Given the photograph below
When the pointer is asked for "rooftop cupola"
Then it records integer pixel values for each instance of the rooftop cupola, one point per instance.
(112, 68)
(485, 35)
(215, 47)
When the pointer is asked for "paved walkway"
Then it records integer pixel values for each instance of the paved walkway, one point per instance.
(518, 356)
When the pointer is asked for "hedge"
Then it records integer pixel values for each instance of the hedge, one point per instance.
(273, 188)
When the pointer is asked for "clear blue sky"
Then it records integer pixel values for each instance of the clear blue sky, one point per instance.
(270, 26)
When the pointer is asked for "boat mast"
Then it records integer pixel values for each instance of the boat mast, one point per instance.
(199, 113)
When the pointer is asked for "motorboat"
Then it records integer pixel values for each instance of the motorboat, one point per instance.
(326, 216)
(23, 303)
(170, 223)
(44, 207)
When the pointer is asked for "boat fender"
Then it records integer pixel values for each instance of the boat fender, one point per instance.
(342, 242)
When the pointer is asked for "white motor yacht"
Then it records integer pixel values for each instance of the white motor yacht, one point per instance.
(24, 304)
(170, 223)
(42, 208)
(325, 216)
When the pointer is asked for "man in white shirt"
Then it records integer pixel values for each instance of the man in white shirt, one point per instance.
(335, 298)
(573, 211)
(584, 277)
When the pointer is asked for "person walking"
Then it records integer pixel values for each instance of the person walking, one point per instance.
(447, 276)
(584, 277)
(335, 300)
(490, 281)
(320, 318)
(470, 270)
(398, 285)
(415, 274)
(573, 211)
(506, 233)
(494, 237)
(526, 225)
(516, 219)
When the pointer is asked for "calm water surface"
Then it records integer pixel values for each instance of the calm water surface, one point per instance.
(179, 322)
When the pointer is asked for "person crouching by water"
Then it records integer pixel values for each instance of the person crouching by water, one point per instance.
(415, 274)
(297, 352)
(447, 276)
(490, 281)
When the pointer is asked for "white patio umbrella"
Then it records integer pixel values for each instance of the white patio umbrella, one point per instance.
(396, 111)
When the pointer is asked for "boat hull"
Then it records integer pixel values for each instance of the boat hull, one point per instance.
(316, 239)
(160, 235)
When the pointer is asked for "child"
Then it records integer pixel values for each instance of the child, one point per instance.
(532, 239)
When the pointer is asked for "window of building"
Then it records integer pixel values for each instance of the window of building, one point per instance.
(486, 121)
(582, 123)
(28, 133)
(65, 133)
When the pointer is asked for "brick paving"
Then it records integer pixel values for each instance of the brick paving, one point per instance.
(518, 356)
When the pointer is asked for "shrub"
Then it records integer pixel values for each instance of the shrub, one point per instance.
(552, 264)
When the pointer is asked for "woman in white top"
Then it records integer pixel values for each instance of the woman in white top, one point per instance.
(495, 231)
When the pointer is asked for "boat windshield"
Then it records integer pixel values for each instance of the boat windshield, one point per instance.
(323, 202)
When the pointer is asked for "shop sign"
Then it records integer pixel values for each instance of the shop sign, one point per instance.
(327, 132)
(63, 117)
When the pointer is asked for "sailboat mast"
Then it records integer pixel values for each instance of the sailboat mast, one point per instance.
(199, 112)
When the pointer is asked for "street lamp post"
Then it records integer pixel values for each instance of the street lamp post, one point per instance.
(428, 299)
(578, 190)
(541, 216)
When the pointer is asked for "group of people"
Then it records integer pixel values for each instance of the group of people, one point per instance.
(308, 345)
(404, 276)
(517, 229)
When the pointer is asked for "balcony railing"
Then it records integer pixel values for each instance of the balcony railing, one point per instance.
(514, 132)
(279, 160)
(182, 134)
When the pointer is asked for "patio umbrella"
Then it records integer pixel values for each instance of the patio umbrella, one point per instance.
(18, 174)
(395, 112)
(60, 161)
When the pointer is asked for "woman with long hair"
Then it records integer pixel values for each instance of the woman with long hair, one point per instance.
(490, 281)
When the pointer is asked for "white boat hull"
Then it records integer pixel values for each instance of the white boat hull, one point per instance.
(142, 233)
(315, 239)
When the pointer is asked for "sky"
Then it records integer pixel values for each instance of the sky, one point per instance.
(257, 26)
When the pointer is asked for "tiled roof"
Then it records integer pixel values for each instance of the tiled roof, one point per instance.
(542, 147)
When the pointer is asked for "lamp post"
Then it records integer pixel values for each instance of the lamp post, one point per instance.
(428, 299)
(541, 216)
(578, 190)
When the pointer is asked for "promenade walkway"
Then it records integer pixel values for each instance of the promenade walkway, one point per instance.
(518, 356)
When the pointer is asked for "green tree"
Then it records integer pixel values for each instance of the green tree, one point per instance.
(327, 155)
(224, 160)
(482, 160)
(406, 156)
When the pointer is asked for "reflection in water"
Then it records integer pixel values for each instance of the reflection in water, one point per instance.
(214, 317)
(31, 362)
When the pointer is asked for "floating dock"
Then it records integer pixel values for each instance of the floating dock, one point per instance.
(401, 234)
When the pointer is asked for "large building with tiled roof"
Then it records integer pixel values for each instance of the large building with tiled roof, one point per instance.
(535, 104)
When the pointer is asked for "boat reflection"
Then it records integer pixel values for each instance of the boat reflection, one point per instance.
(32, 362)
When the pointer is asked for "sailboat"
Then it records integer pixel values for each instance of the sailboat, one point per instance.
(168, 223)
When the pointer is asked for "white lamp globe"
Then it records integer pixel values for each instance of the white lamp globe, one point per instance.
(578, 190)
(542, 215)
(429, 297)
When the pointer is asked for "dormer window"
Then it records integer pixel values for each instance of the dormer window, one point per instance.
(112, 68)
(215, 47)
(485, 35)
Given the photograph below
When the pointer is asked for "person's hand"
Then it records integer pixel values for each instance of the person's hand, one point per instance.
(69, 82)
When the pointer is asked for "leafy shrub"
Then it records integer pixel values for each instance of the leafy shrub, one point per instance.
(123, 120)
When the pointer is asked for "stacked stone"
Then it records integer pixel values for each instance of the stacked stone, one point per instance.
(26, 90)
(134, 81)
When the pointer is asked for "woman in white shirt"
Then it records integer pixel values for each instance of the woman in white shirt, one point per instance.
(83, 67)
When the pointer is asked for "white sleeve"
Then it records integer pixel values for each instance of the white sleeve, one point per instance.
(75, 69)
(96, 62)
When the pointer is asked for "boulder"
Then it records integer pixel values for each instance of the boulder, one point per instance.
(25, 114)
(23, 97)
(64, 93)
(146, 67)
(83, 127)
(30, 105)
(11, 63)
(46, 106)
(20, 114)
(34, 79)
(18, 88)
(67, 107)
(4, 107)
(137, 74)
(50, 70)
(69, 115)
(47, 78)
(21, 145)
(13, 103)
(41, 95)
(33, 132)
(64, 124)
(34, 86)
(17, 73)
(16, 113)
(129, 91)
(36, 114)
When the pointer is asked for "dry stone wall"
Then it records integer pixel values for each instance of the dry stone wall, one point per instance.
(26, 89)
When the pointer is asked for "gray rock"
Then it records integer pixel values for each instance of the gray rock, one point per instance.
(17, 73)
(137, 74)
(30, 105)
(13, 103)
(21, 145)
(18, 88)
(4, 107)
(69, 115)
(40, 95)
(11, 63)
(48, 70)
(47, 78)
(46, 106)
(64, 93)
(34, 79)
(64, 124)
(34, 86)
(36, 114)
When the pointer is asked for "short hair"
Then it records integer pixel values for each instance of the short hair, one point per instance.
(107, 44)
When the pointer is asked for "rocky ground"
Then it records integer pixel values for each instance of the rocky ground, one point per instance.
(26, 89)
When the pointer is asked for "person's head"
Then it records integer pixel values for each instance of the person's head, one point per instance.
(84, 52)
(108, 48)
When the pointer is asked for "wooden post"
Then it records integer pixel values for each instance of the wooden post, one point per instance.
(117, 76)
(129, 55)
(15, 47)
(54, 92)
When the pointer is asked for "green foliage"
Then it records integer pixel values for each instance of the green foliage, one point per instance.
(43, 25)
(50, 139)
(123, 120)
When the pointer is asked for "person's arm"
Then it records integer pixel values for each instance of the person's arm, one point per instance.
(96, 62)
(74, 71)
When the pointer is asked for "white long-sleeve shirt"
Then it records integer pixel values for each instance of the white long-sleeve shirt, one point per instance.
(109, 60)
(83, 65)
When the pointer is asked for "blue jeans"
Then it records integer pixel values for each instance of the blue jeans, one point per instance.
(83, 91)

⁂

Please extract each line above that contains the word "blue" and copy it in full.

Task response |
When the pointer is asked for "clear blue sky"
Then it records integer pixel values for each instance of the clear blue sky, one point per instance.
When the pointer is asked for "blue jeans"
Then it records integer pixel values for each instance of the blue jeans, one point per instance.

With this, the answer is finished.